[Document extract — start]

Dr Pingali Gopal, Warangal

Case against vet for pet's death ridiculous

A barrage of relentless hostility has been seen in the last 12 weeks in the States of West Bengal, Assam and Maharashtra as patients' kin resorting to attack doctors in the name of medical negligence.

Sadly, the administration in Telangana has joined the fray by unleashing its power clumsily, compounding the fears of medical fraternity by filing a cast against a veterinary doctor under Prevention of Cruelty to Animals Act etc, after a pet dog owned by a VVIP died on Wednesday night in a hospital (Case on vet after KCR's dog dies, THI, Sept 15).

The police registered a case with lightning speed against the veterinary doctors and hospital on Thursday morning. This not only shows cynical disdain for propriety but is it is also a classic instance of abuse of authority and deserves more than cursory ridicule as the owners were negligent and culpable.

S Vasudevan, Kodaikanal, Tamil Nadu

Vikram lander is a setback, not defeat

Indian Space Research Organisation's (ISRO) efforts to ensure India becomes only the fourth nation to successfully carry out a soft landing on the moon is perhaps the most unifying moment in recent times.

The last stages of six weeks' journey to the south pole of the lunar surface were a riveting watch. The last minute glitch made a billion Indian hearts stop momentarily as Vikram lander couldn't soft land on the moon surface as planned. Eventually, the ISRO lost communication with the Vikram lander a mere 2.1 km from the lunar surface.

Everybody thought India was close to script history on the wee hours of September 7, still something went wrong. The ISRO scientists are relentlessly trying to establish contact with the Vikram lander and their efforts have not stopped. But there is always hope.

The NASA is also helping the ISRO to establish contact with the Vikram lander. The ISRO scientists still have a couple of days left to achieve this feat.

Given this context, the ISRO needs to use the knowledge from Chandrayaan-2 mission to build on its early success. The ISRO scientists are analysing what went wrong and trying again until they succeed.

According to the ISRO, the lunar orbiter is still functional and orbiting the moon and has accomplished 90 percent to 95 percent of its objectives by sending data and pictures from the moon surface despite the failure of Vikram lander.

[Document extract — finish]
[Given information — start]

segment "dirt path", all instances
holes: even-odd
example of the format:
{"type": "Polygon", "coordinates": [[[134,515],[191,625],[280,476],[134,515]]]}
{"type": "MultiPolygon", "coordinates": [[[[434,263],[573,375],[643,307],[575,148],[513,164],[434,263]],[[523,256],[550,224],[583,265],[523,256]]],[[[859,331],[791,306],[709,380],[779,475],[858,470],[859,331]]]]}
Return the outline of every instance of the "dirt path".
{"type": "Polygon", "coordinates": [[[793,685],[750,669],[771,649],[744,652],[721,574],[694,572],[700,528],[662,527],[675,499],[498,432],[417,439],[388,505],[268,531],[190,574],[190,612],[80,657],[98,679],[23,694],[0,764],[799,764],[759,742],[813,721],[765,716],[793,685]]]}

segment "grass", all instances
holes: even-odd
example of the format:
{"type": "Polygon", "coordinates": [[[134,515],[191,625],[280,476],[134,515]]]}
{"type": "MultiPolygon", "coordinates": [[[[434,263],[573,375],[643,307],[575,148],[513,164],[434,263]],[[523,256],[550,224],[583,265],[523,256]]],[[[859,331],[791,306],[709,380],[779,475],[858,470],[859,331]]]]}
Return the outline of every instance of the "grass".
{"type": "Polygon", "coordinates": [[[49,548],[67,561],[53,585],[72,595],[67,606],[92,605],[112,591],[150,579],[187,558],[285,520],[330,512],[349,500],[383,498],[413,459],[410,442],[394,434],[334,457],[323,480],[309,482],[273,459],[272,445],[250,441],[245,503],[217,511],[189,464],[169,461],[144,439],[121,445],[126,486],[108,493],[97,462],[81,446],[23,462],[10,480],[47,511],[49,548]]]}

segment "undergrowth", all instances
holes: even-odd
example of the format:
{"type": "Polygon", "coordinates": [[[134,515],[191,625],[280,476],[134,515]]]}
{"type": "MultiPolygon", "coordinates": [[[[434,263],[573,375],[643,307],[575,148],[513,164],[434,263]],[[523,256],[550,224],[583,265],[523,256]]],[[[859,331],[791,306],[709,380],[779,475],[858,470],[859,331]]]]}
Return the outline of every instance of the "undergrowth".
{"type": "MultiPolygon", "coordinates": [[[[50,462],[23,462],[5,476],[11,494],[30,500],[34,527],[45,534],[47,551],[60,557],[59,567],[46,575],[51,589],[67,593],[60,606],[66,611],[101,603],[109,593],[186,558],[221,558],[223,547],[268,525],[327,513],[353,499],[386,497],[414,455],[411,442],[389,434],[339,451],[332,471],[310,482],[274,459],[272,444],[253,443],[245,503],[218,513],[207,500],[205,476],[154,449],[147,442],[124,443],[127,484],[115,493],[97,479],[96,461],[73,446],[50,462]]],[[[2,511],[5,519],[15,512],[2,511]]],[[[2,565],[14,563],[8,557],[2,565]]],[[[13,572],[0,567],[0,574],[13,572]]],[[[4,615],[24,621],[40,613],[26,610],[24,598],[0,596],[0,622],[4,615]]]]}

[Given information — finish]

◆ Questions on the material:
(1) In the letters to the editor, how far from the lunar surface was the Vikram lander when ISRO lost communication with it?
(2) Proceed with the letters to the editor, picking up right after their final sentence.
The rows come from a separate source.

◆ Task-by-task outputs:
(1) A mere 2.1 km.

(2)
The Vikram lander is a setback, but not a defeat. Truly, our space scientists successfully have delivered so far. The ISRO has constantly evolved, taking on tougher challenges. The Prime Minister struck the right note by declaring enthusiastic support for continued efforts by India's space scientists.

Kodihalli S Rao, Shreenagar, Thane

Let's save Nallamala

A Sanskrit quote 'Vruksho rakshathi rakshithaha' is echoing the social media platforms by the environment conscious citizens to save Nallamalla forests from the ill effects of uranium mining.

The Forest Department and the elected public representatives should realise that our Nallamalla forests are home to several tribes, exotic wildlife and they should consider the genuine concerns emerging from the local tribal villagers and the protesting environmentalists.

After all, our forests are the breathing lungs of the planet. We can buy Uranium, but can we buy our forests? Let the forests breathe. Let the Chenchu tribe and exotic wildlife live in peace. Let's save Nallamala.

Harsha Gajjarapu, Visakhapatnam

Our government recently enacted the new Motor Vehicle Act with a good intention to save the lives of people from undue accidental deaths. No one can deny the good intention of the government but how much it can yield the intended results is the point.

In a democratic country like ours, where most of the people are struggling everyday with poverty, unemployment and lack of sufficient education, the public cannot bear these heavy penalties. They should be educated gradually and may not be penalised by heavy penalties.

It is experienced that most of the accidents occur on the National Highways due to high speed, rush of people and traffic and no police watching.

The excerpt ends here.